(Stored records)
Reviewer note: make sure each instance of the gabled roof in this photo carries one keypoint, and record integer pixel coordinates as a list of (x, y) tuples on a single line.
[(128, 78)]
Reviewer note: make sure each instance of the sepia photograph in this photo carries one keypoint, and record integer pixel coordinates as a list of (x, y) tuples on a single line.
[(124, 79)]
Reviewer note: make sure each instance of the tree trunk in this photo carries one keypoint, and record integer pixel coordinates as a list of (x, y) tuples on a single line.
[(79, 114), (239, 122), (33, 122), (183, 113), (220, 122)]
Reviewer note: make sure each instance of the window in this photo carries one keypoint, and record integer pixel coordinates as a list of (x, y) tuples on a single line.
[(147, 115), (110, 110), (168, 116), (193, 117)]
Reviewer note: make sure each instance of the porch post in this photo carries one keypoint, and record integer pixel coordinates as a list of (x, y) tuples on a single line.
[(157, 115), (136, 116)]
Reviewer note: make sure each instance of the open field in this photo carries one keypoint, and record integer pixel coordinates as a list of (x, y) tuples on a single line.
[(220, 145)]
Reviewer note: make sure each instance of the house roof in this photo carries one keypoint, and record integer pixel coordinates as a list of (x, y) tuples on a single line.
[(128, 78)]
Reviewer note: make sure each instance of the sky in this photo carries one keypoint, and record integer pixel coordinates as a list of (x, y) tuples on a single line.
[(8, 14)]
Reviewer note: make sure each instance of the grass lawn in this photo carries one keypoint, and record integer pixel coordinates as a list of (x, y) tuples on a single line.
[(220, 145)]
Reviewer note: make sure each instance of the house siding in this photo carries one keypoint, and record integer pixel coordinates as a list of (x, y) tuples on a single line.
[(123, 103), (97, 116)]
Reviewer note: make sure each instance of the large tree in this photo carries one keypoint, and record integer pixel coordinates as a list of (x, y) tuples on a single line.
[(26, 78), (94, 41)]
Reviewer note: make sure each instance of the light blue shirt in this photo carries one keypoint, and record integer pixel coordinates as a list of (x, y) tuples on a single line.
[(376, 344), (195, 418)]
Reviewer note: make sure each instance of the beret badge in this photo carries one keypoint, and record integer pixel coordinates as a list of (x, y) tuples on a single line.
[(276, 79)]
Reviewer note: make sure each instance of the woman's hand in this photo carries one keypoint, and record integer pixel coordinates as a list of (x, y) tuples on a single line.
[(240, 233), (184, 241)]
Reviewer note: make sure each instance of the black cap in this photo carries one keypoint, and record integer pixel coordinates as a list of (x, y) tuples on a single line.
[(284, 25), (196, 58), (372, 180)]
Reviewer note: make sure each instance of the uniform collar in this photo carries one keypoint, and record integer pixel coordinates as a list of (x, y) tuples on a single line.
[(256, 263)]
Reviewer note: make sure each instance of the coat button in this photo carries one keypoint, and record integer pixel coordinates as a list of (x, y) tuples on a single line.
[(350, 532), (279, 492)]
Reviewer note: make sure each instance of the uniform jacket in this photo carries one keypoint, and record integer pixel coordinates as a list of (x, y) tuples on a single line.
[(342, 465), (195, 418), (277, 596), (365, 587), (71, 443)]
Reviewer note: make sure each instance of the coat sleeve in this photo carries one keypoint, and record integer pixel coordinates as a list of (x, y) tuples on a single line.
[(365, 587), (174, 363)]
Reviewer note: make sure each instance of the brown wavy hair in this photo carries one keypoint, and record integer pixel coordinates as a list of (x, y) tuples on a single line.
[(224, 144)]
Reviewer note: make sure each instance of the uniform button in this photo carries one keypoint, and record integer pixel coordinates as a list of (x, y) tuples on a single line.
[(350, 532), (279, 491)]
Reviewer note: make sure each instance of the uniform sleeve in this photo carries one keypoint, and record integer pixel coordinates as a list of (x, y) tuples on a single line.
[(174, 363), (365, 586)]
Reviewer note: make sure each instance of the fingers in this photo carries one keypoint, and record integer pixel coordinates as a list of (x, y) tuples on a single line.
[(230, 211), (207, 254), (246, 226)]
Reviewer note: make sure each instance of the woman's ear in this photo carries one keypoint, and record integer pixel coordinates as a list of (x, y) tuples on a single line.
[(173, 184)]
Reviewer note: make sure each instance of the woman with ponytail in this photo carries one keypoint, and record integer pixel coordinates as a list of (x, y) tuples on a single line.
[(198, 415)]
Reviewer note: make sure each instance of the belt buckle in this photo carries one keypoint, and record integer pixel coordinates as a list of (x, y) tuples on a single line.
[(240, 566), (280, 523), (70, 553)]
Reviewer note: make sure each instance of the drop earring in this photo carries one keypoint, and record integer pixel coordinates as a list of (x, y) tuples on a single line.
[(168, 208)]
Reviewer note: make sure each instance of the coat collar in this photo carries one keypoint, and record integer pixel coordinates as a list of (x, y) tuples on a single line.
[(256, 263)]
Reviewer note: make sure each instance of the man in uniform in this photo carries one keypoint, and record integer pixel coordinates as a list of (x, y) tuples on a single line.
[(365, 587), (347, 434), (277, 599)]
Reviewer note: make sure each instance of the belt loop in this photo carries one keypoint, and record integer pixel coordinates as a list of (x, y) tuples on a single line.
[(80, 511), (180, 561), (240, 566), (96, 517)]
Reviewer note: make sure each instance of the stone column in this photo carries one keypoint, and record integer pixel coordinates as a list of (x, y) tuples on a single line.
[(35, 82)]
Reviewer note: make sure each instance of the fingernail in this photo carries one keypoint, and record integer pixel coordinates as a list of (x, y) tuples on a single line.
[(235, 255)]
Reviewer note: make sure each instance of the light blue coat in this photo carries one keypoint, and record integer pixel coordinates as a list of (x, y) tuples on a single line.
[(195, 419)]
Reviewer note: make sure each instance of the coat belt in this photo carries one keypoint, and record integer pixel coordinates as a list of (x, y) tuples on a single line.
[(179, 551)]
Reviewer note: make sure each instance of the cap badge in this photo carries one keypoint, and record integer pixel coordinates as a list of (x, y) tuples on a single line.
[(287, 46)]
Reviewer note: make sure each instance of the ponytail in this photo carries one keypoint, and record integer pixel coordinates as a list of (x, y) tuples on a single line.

_Exercise description:_ All the data above should be restated in full, exactly.

_The completed task:_
Reviewer note: make sure each instance of the gabled roof in this photo carries one keypoint, and record integer pixel coordinates as a list of (x, y) tuples on a single line.
[(128, 78)]
Reviewer note: make sure each instance of the sepia photograph in this photo carries one keypoint, and record integer pixel coordinates as a list of (x, y) tuples on a single line.
[(124, 79)]
Reviewer note: make sure each instance of the tree trunk in this photo carries one keypoint, and record integer pixel coordinates as a list of (x, y) tuples on a single line.
[(79, 114), (239, 122), (33, 122), (183, 113), (220, 122)]
Reviewer note: make sure each instance of the window in this photo carries one keypoint, and record integer pixel coordinates as a list of (x, y) tuples on a single line.
[(147, 115), (110, 110), (168, 116), (193, 117)]
Reviewer note: make sure each instance of the porch post in this photo carries one keypoint, and record integer pixel coordinates as a list of (x, y) tuples on a single line.
[(157, 115), (136, 116)]
Reviewer note: make sure each instance of the open field in this photo carries one keypoint, and record integer pixel coordinates as a list of (x, y) tuples on a single line.
[(220, 145)]
Reviewer note: make sure each instance of the house roof in this photo carries one keypoint, and record integer pixel coordinates as a list of (x, y) tuples on a single line.
[(128, 78)]
Reviewer note: make sure each instance of the sky in this photo carries one keypoint, and record integer pixel coordinates as a list of (x, y) tuples on a single line.
[(8, 14)]
Reviewer note: make sure each instance of the grass lawn in this photo carries one keypoint, and record integer pixel coordinates as a list of (x, y) tuples on a single line.
[(220, 145)]
Reviewer note: make sure each instance of the house siding in this photo carries one keypoint, and record integer pixel coordinates as a list of (x, y) tuples on a single line.
[(123, 103), (97, 116)]
Reviewer note: make sure each instance of the large tree in this photo carries one keypoint, and record integer pixel coordinates as a list of (x, y) tuples on a single line.
[(26, 78), (94, 41)]
Reviewer note: make sure each instance of the light blue shirt in this photo carries one keypoint, and record integer pixel coordinates as a list of (x, y) tuples on a single line.
[(376, 344), (195, 418)]
Reviewer note: make sure each instance of the beret badge in this photo carries one keypoint, and record integer pixel coordinates as a list of (x, y) tuples on a single line.
[(276, 79)]
Reviewer note: make sure each instance of the woman's hand in this photo carries one keypoint, and record integer pixel coordinates as a list of (x, y) tuples on a single line.
[(240, 233), (184, 241)]
Reviewer note: make sure each instance of the black cap in this photo carries one keypoint, and record integer pixel coordinates as a list of (x, y) tuples on a single line.
[(284, 25), (196, 58), (372, 180)]
Reviewer note: make sure each instance of the uniform collar in this photo carries one keypoint, and record integer pixel coordinates as a list of (x, y) tuples on a single line.
[(256, 263)]
Reviewer note: make sure each instance of the coat button in this photo carries one keypoint, and record integer pixel coordinates as a list of (x, y) tuples on a single line.
[(350, 532), (279, 492)]
Reviewer note: make sure each instance of the uniform jacket in this photo carries one keypoint, and record integer pixel coordinates as a list of (x, y) tuples on a single line.
[(342, 465), (195, 418), (277, 596), (365, 587), (71, 443)]
Reviewer note: make sure each instance of the coat sleeve in this photo carries one keypoint, and record integer pixel coordinates as a list of (x, y) tuples on a single line.
[(365, 587), (174, 363)]
Reviewer note: make sure each instance of the brown wavy hair in this photo carries one keypoint, and record integer pixel coordinates as a list of (x, y) tuples on a single line.
[(224, 144)]
Reviewer note: make sure each instance of the uniform button in this photo carries one keypoint, and record integer pixel coordinates as a list of (x, y) tuples on a single line.
[(350, 532), (279, 491)]
Reviewer note: make sure each instance of the uniform sleeve in this photo carries one keypoint, and record integer pixel coordinates as a list of (x, y) tuples on a single line.
[(174, 363), (365, 586)]
Reviewer note: make sure each instance of the fingers in this photo carries one keypoint, and record integer pixel coordinates as a list of (x, y) tuples on a single line.
[(230, 211), (207, 254), (246, 226)]
Reviewer note: make sure each instance of the woman's ear in this photo carries one keypoint, and record integer pixel coordinates as a list of (x, y) tuples on a single line.
[(173, 184)]
Reviewer note: make sure each instance of the woman with ponytail in this photo carries one keypoint, and record integer pixel coordinates as a list of (x, y) tuples on a single line.
[(198, 415)]
Reviewer note: make sure each instance of the belt buckle in this photo carries one keypoint, and record integer pixel coordinates as a list of (x, y) tuples on a single line.
[(240, 566), (280, 523), (70, 553)]
Reviewer note: make sure each instance of the drop earring in this photo carries one keypoint, and record integer pixel coordinates as a list of (x, y) tuples on a single line.
[(168, 208)]
Reviewer note: make sure each instance of the coat collar in this photo carries one keypoint, and record integer pixel coordinates as a list of (x, y) tuples on a single line.
[(256, 263)]
Reviewer note: make sure each instance of the man in uniform in this photo carries one keypoint, and record integer pixel coordinates as a list of (x, y) tuples on a single line.
[(365, 587), (347, 434), (277, 599)]
Reviewer note: make sure each instance of the belt loop in this photo carries one keypoint, and record integer pixel coordinates as a list of (x, y) tuples on a single line.
[(80, 511), (180, 561), (240, 566), (96, 517)]
Reviewer note: make sure each instance of the stone column in this photo carries one keypoint, and record integer pixel coordinates as a list of (x, y) tuples on a single line.
[(35, 82)]
Reviewer note: make sure each instance of the fingernail in this photo carries one keypoint, and record integer pixel coordinates as a list of (x, y) tuples on a single line.
[(235, 255)]
Reviewer note: make sure each instance of the light blue coat in this photo carries one keypoint, and record integer pixel coordinates as a list of (x, y) tuples on a single line.
[(195, 419)]
Reviewer note: make sure each instance of the coat belt in this photo carries one keypoint, and record integer pixel coordinates as a list of (x, y) tuples on a single line.
[(179, 551)]
Reviewer note: make sure each instance of the cap badge in this photo carries one keypoint, and record integer pixel coordinates as a list of (x, y) tuples on a single line.
[(287, 46)]
Reviewer note: make sure each instance of the ponytail in this photo carries one keypoint, and record integer pixel coordinates as a list of (x, y) tuples on a single line.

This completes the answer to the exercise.